Mais il restera toujours la question : en a-t-on vraiment besoin ? Au fond des régions montagneuses du Laos, dans les régions reculées où il n'est pas facile d'importer et de cultiver des carottes ou d'autres légumes riches en vitamine A, je ne crains pas d'affirmer que si ca pouvait aider, je serais favorable à cet OGM. Tout ça pour dire qu'il ne faut pas diaboliser les OGM en tant que tels. Il faut toujours étudier les OGM au cas par cas. Les scientifiques doivent faire à chaque fois la démonstration de leur utilité et de leur innocuité. A eux de convaincre. Et l'enjeu est suffisamment important pour que l'on ne puisse pas se contenter d'une simple majorité de 50% dans l'opinion publique !

HLM : Merci à M. Dufumier de son exposé très intéressant. J'aurais quelques questions et commentaires préliminaires. D'abord, vous avez parlé d'un maïs " résistant à l'insecte ". Une mauvaise compréhension pourrait faire penser qu'on n'aura pas besoin de mettre d'insecticide et donc qu'on polluera moins. C'est négliger que c'est la plante qui émet l'insecticide et dans des quantités qui n'ont pas été mesurées à ma connaissance (!). Quand on les a sommairement évaluées, ce serait environ 10.000 fois la quantité d'insecticide utilisé en agriculture bio. Il pollue donc plus. De plus, le brevet terminator a une histoire complexe. Il a été mis au point par le secteur public américain sur contrat avec l'entreprise Delta Pine & Lands (DPL). Monsanto avait eu l'intention (qu'il n'a pas finalisé) de racheter cette société. En disant qu'il refusait d'utiliser ce brevet il ne s'engageait pas à grand chose car il ne le possède pas. De plus, il existe une douzaine de brevets similaires de par le monde. Enfin, on a découvert cette semaine des essais en Angleterre d'un colza OGM contenant un des brevets (qui n'est pas qu'un seul gène) Terminator. Comment peut-on avoir confiance dans les grandes déclarations des autorités publiques et privées ? De plus, vous avez qualifié la probabilité de dissémination d'un gène de résistance à un herbicide de " infinitésimale ". Pourtant, au Canada, des mauvaises herbes ont déjà attrapé un gène de résistance à un herbicide la première année, un gène de résistance à un deuxième herbicide la deuxième année et un troisième gène la troisième année. Ce phénomène est donc avéré et en fait rapide. Sur le riz au béta carotène, je voudrais ajouter d'autres graves défauts :

  1. Ce gène est "protégé" par une soixantaine de brevets. Or Zeneca n'en a "libéré" que six pour l'instant. Il est probable qu'il ne sorte jamais : le système est en train de s'effondrer sur lui-même.

--------

--- CONSIGNES ---
**a.** Répondez aux questions suivantes à partir de l'extrait sur les OGM :
(i) Dans quel pays se trouvent les régions montagneuses évoquées au premier paragraphe ?
(ii) Avec quelle entreprise le secteur public américain a-t-il mis au point le brevet Terminator ?
(iii) Combien de brevets Zeneca a-t-il « libérés » pour l'instant ?
**b.** Poursuivez l'extrait sur les OGM à la suite de sa dernière phrase.
Le matériel n'intervient en rien dans ce travail.

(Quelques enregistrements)
--------

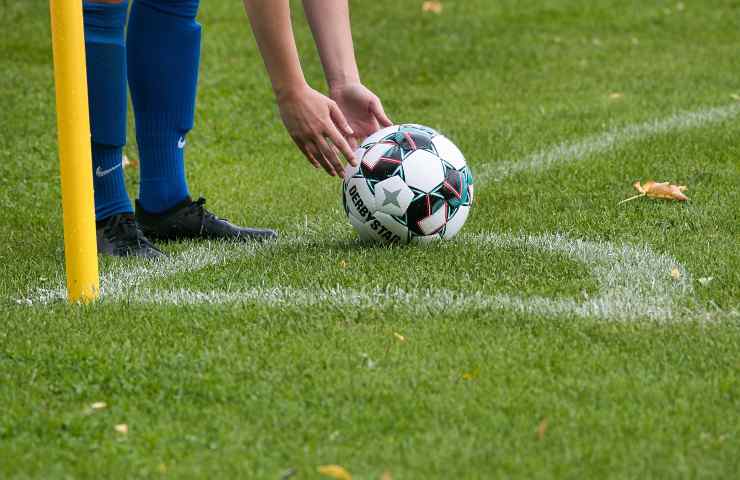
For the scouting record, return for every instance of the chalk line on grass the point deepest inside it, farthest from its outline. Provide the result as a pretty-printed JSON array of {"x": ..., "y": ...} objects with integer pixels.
[
  {"x": 632, "y": 280},
  {"x": 568, "y": 152}
]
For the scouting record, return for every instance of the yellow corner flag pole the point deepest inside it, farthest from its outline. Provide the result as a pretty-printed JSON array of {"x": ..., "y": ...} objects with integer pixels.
[{"x": 73, "y": 126}]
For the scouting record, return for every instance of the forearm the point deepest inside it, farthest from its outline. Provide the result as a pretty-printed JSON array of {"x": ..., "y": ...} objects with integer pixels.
[
  {"x": 329, "y": 21},
  {"x": 272, "y": 28}
]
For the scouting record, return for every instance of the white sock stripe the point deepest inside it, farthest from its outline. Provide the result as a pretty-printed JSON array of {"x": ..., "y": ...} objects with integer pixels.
[{"x": 633, "y": 281}]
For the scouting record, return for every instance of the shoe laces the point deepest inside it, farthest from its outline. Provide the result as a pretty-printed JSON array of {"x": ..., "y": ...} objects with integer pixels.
[
  {"x": 125, "y": 229},
  {"x": 198, "y": 208}
]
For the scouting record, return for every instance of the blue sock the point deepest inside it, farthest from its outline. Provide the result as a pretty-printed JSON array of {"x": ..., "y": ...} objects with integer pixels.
[
  {"x": 106, "y": 78},
  {"x": 163, "y": 57}
]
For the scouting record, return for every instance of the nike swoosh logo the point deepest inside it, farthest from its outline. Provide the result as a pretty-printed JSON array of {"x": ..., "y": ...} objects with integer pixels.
[{"x": 99, "y": 172}]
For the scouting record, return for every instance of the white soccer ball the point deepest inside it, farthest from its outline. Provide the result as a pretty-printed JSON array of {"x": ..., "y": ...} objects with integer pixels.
[{"x": 411, "y": 184}]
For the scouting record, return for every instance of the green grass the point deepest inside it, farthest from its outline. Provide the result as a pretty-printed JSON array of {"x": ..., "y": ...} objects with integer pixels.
[{"x": 252, "y": 389}]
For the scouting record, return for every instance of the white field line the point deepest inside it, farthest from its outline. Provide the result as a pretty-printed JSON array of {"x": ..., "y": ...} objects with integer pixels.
[
  {"x": 634, "y": 282},
  {"x": 568, "y": 152},
  {"x": 631, "y": 280}
]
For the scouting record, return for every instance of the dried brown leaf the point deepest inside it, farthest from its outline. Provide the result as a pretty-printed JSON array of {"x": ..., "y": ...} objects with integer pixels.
[
  {"x": 471, "y": 375},
  {"x": 433, "y": 7},
  {"x": 662, "y": 190},
  {"x": 542, "y": 428},
  {"x": 335, "y": 471}
]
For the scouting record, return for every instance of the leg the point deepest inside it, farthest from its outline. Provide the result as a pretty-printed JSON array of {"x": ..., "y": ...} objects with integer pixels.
[
  {"x": 106, "y": 78},
  {"x": 163, "y": 58}
]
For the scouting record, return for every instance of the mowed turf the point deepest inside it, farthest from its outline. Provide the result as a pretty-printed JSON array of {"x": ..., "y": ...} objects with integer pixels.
[{"x": 258, "y": 389}]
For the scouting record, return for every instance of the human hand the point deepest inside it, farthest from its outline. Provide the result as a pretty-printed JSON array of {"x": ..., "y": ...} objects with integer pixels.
[
  {"x": 316, "y": 125},
  {"x": 361, "y": 108}
]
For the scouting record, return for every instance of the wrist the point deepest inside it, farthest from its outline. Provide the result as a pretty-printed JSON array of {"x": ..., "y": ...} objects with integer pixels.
[
  {"x": 339, "y": 81},
  {"x": 289, "y": 89}
]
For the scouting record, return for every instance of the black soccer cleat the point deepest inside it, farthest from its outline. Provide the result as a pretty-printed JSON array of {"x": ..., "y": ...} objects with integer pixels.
[
  {"x": 119, "y": 236},
  {"x": 191, "y": 220}
]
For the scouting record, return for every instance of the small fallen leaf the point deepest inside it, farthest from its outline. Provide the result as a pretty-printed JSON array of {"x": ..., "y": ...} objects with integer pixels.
[
  {"x": 542, "y": 428},
  {"x": 433, "y": 7},
  {"x": 288, "y": 473},
  {"x": 662, "y": 190},
  {"x": 675, "y": 273},
  {"x": 335, "y": 471},
  {"x": 471, "y": 375}
]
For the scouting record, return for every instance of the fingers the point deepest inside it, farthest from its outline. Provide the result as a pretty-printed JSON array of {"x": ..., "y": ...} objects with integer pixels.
[
  {"x": 376, "y": 108},
  {"x": 339, "y": 120},
  {"x": 341, "y": 143},
  {"x": 316, "y": 153},
  {"x": 330, "y": 154},
  {"x": 310, "y": 156},
  {"x": 353, "y": 144}
]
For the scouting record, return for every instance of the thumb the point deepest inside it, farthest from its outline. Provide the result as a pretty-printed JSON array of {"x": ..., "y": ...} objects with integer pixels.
[
  {"x": 376, "y": 108},
  {"x": 340, "y": 121}
]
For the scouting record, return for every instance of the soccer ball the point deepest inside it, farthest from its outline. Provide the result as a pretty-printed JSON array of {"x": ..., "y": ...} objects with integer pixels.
[{"x": 411, "y": 185}]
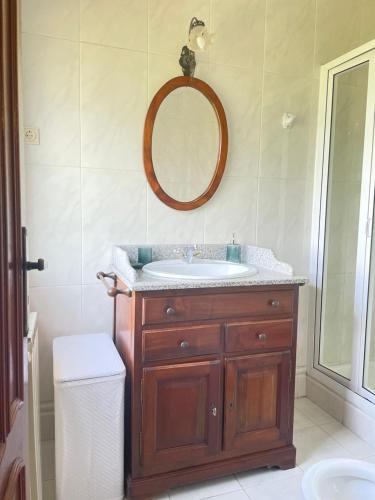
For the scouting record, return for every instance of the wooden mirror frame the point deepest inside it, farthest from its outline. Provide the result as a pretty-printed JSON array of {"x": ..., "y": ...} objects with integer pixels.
[{"x": 163, "y": 92}]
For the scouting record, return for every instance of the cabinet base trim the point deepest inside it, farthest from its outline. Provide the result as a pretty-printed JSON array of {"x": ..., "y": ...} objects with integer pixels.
[{"x": 144, "y": 488}]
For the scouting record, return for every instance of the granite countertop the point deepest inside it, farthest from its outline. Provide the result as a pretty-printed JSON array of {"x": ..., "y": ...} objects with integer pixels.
[{"x": 270, "y": 270}]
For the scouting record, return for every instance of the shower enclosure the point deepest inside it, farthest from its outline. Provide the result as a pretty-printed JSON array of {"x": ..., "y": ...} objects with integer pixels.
[{"x": 344, "y": 233}]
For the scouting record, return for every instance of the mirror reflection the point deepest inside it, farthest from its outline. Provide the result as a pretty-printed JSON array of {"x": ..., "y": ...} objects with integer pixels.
[{"x": 185, "y": 144}]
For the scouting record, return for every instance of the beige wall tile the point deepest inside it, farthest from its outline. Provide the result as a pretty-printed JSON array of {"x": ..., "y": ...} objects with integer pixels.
[
  {"x": 113, "y": 107},
  {"x": 367, "y": 29},
  {"x": 54, "y": 18},
  {"x": 285, "y": 153},
  {"x": 290, "y": 30},
  {"x": 113, "y": 212},
  {"x": 239, "y": 27},
  {"x": 232, "y": 210},
  {"x": 120, "y": 23},
  {"x": 54, "y": 224},
  {"x": 166, "y": 225},
  {"x": 337, "y": 28},
  {"x": 241, "y": 98},
  {"x": 51, "y": 99}
]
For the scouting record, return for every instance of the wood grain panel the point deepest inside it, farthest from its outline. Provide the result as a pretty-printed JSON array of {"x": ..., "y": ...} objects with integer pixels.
[
  {"x": 258, "y": 335},
  {"x": 257, "y": 401},
  {"x": 172, "y": 343},
  {"x": 177, "y": 406},
  {"x": 226, "y": 305}
]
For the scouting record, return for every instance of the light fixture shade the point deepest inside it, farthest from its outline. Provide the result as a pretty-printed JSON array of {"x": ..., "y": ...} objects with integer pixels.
[{"x": 199, "y": 39}]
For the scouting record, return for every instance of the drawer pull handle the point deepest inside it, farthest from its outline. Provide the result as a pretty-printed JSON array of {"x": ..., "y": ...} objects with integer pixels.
[{"x": 170, "y": 311}]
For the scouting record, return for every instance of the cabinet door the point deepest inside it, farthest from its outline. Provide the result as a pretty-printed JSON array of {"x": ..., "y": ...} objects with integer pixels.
[
  {"x": 257, "y": 402},
  {"x": 181, "y": 414}
]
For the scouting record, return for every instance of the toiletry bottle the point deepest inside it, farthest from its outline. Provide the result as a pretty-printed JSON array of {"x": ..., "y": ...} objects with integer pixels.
[{"x": 233, "y": 251}]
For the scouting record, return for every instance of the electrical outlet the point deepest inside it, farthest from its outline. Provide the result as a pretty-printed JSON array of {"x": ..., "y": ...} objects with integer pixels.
[{"x": 31, "y": 135}]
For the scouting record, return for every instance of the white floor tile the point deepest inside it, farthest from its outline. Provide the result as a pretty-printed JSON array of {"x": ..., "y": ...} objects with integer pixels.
[
  {"x": 48, "y": 460},
  {"x": 260, "y": 476},
  {"x": 48, "y": 490},
  {"x": 314, "y": 444},
  {"x": 285, "y": 489},
  {"x": 235, "y": 495},
  {"x": 350, "y": 441},
  {"x": 313, "y": 412},
  {"x": 301, "y": 421},
  {"x": 206, "y": 489}
]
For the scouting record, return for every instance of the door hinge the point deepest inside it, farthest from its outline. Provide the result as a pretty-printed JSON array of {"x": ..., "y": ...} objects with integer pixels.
[{"x": 369, "y": 227}]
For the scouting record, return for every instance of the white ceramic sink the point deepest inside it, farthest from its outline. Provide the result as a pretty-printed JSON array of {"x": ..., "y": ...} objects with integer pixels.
[{"x": 198, "y": 269}]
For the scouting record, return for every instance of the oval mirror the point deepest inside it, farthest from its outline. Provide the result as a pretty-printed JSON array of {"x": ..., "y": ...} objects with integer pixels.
[{"x": 185, "y": 143}]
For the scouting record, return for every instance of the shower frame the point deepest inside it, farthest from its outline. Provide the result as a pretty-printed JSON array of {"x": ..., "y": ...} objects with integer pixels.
[{"x": 353, "y": 389}]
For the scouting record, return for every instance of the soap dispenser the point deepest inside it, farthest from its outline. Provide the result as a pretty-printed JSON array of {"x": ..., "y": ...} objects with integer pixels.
[{"x": 233, "y": 251}]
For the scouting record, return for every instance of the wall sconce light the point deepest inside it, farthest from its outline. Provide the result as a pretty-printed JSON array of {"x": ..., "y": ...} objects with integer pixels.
[
  {"x": 288, "y": 120},
  {"x": 199, "y": 40}
]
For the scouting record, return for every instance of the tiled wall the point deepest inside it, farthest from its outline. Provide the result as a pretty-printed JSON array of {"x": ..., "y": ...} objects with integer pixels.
[{"x": 89, "y": 70}]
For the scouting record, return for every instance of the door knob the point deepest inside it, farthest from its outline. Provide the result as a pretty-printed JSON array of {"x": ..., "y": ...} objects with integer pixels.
[
  {"x": 38, "y": 265},
  {"x": 170, "y": 311},
  {"x": 213, "y": 410}
]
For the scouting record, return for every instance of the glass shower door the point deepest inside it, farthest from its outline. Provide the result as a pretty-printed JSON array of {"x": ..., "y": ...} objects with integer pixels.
[
  {"x": 369, "y": 361},
  {"x": 346, "y": 186}
]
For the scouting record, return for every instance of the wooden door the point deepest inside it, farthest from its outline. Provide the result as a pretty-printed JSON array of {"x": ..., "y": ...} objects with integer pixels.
[
  {"x": 12, "y": 411},
  {"x": 257, "y": 402},
  {"x": 181, "y": 417}
]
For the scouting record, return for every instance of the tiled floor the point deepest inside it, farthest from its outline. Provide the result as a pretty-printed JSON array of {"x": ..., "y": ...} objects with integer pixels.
[{"x": 316, "y": 436}]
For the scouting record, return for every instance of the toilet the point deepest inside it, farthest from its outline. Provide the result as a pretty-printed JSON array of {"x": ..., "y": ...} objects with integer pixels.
[{"x": 340, "y": 479}]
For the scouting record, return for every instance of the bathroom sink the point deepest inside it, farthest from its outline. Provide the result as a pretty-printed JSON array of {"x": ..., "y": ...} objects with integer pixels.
[{"x": 198, "y": 269}]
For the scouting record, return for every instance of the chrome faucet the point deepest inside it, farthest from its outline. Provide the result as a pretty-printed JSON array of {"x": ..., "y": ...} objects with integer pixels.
[{"x": 188, "y": 253}]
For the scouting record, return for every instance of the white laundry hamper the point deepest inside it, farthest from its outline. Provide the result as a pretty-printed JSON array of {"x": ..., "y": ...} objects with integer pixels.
[{"x": 89, "y": 380}]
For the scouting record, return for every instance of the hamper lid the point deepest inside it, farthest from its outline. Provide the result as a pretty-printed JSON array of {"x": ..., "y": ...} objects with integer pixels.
[{"x": 82, "y": 357}]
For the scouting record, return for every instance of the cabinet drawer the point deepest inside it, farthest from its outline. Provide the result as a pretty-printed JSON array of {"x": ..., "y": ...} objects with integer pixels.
[
  {"x": 257, "y": 335},
  {"x": 174, "y": 343},
  {"x": 223, "y": 305}
]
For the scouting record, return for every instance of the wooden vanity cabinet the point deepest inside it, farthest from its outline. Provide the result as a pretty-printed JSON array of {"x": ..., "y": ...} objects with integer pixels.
[{"x": 209, "y": 383}]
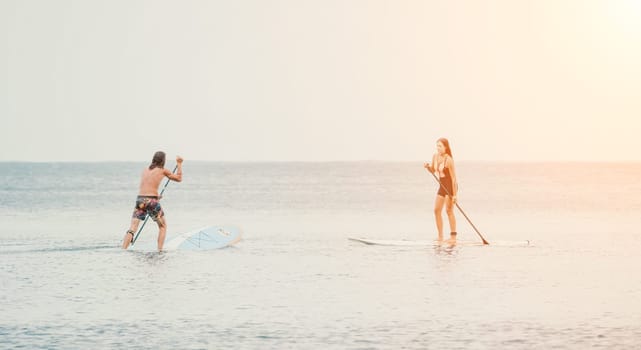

--------

--- RÉPONSES ---
**a.**
(i) Au Laos.
(ii) Avec l'entreprise Delta Pine & Lands (DPL).
(iii) Six.

**b.**
  2. Si ce riz est le seul qui trouve grâce à vos yeux, on voit bien qu'il n'a qu'un aspect promotionnel. Il est l'arbre derrière lequel on veut cacher la forêt des OGM.
  3. Il existe aussi un risque de survitaminose.
  4. Il existe d'autres méthodes pour pallier ce déficit en vitamine A et je serais heureux que des questions l'évoquent.

Marc Dufumier : Je ne pense pas que le risque de survitaminose existe. Certains pensent même que c'est le contraire : il faudrait manger des quantités considérables de riz pour satisfaire les besoins des populations actuellement carencées et l'on ne pourrait finalement pas faire l'impasse sur le besoin de diversifier l'alimentation des populations pauvres d'Asie. Pour le reste, je suis globalement d'accord avec vous.

HLM : Je suis heureux de passer la parole à Renata Menasche qui est agronome au Brésil, fait une thèse en anthropologie sociale actuellement à l'EHESS et a été attachée parlementaire du député (Parti des Travailleurs) qui a proposé une loi interdisant le transgénique dans l'Etat du Rio Grande do Sul. Elle habite Porto Alegre et travaille depuis quinze ans avec des ONG et des associations paysannes.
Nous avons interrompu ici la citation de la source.